▶ _HOW TO COMPLETE THIS TASK_
For each line below that contains the string "gray", copy that line.

▶ _EXTRACTED INFORMATION_
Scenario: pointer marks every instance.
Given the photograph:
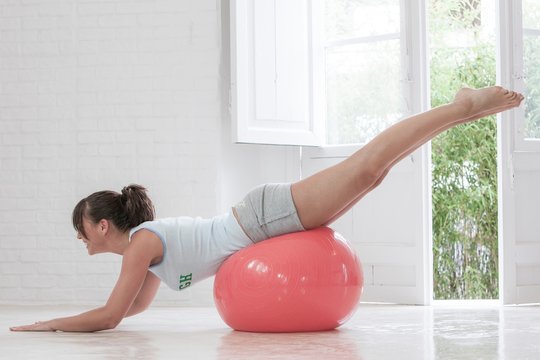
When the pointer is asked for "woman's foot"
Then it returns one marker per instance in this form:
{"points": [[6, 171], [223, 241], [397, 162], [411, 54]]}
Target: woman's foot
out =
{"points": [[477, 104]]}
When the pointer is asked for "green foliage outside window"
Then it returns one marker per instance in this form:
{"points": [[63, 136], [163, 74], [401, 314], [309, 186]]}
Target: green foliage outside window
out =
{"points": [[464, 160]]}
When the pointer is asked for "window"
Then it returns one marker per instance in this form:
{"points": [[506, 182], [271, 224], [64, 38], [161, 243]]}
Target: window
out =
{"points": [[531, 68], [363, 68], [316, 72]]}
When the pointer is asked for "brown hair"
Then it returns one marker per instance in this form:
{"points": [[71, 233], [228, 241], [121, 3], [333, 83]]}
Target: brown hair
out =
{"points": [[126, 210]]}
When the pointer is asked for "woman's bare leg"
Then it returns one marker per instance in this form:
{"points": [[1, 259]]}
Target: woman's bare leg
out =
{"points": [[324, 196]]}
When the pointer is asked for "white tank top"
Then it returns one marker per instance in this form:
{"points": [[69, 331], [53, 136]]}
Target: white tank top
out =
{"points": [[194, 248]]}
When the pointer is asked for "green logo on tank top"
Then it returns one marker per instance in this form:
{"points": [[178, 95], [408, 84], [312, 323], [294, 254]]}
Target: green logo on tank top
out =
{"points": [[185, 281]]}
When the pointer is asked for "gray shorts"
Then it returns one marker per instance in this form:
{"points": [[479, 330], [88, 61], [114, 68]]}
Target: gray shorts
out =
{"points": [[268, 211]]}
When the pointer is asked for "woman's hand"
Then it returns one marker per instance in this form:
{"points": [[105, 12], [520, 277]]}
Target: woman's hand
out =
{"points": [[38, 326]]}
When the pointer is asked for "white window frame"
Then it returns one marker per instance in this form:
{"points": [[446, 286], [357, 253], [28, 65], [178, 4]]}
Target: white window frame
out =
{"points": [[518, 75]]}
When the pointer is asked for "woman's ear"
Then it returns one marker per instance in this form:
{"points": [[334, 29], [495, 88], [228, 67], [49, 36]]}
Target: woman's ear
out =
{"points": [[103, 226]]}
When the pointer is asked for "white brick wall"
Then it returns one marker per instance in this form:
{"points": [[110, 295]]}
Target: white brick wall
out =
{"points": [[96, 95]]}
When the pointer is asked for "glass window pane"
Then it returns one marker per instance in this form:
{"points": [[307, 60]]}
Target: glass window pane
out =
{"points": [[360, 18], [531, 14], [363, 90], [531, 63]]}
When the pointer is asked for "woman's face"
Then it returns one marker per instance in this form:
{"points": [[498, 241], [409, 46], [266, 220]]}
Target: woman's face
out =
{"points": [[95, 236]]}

* * *

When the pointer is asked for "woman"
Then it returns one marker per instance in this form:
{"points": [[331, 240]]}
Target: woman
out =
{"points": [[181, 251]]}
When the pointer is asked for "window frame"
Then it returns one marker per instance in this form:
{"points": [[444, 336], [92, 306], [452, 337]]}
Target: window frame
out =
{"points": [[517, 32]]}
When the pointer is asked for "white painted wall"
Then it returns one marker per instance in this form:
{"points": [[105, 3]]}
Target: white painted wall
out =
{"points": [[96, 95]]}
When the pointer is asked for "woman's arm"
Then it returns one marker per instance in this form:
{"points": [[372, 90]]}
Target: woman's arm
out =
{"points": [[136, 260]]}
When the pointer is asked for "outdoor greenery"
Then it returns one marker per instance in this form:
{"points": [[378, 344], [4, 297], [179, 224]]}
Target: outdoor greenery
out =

* * *

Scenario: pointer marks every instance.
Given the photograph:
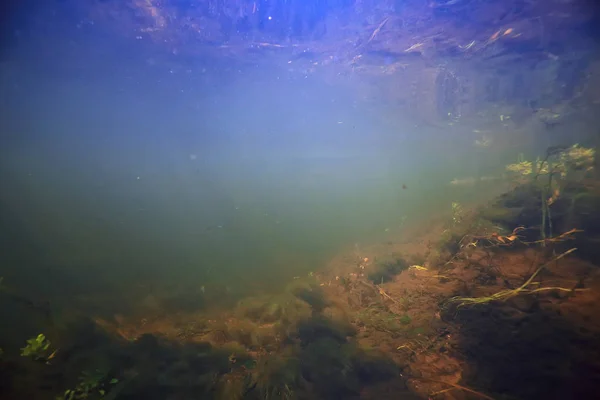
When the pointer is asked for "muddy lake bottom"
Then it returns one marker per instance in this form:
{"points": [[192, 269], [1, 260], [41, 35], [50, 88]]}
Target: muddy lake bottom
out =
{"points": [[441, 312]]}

▶ _SOLUTION FOR THIS TASK_
When the pointer is asked for "gray shorts"
Target: gray shorts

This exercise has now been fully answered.